* [Exercise details]: Reproduce the passage from the discussion of ceramic and clay chips, starting at "It seems to" and ending at "interesting to me.".

What should I look for in ceramics that I am missing?
It seems to me that the only thing that distinguishes one ceramic chip from another is the art work. The designers are able to do very attractive things with a lot more real estate to work with, at the cost of forsaking other interesting design features. DDLM comes to mind.
I am finding that clays and china slays grab my imagination better. Inlays, labels, molds, spots all seem more interesting to me.
The one exception seems to be Cards Molds. They actually have a mold feature to add interest.
BG did a good job outlining the different
physical characteristics of different ceramics, which mostly play into how they feel and how they handle.
A lot of what you've asked about above is about different
visual characteristics, i.e. the designs. Ceramics have a different design idiom than clays which is entirely due to the very different ways in which the two are manufactured. Clays naturally have debossed molds and edge spots and inlays (or hotstamps) and good clay designs make the best of those three features while respecting their limitations. Ceramics on the other hand have freedom to print anything across the entire face and along the rolling edge; they don't have edge spots or molds and don't have an unprintable rim around a central inlay.

* [Dataset extract]:
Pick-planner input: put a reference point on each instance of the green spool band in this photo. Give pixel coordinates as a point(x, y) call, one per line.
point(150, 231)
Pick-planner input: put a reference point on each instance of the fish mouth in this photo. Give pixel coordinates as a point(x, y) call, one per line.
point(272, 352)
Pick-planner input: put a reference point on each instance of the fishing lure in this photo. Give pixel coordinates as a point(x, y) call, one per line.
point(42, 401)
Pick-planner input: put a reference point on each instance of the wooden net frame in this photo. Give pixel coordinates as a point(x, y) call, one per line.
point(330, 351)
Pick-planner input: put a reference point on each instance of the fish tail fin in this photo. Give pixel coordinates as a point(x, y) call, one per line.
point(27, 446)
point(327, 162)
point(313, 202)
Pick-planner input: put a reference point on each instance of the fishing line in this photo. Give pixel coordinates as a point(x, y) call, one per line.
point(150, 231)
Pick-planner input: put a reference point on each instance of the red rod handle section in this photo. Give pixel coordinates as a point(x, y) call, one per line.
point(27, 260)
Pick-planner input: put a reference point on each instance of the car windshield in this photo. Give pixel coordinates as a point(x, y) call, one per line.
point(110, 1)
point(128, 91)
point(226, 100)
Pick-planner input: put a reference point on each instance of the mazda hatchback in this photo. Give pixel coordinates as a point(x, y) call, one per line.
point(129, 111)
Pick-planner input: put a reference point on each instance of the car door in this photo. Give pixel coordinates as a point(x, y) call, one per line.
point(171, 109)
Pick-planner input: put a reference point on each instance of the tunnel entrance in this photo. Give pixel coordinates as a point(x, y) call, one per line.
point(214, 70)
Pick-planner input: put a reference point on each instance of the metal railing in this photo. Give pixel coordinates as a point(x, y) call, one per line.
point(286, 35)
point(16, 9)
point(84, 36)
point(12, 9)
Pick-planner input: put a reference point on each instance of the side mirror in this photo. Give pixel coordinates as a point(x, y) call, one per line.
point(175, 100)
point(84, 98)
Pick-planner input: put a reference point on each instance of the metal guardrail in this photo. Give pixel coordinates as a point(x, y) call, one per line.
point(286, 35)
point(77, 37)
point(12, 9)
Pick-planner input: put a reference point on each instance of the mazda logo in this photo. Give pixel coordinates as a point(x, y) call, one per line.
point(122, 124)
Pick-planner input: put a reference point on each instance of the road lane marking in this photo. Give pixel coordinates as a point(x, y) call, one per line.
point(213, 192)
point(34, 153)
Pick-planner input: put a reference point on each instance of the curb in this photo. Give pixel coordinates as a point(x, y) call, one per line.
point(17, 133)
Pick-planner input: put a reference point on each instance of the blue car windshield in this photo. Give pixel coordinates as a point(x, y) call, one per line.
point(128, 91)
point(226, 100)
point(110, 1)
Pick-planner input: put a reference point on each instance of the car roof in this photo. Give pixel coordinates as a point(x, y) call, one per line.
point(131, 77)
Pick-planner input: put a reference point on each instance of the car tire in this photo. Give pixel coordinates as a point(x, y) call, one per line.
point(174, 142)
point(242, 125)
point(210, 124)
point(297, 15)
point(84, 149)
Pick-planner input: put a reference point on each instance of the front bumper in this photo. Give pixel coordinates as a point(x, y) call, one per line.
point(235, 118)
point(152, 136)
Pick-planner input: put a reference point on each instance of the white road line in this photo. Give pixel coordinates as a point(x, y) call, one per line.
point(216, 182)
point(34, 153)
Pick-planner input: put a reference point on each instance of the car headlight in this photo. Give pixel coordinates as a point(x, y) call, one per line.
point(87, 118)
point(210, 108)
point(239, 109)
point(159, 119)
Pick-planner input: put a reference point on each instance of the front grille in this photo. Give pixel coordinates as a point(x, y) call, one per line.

* [Written answer]:
It seems to me that the only thing that distinguishes one ceramic chip from another is the art work. The designers are able to do very attractive things with a lot more real estate to work with, at the cost of forsaking other interesting design features. DDLM comes to mind.
I am finding that clays and china slays grab my imagination better. Inlays, labels, molds, spots all seem more interesting to me.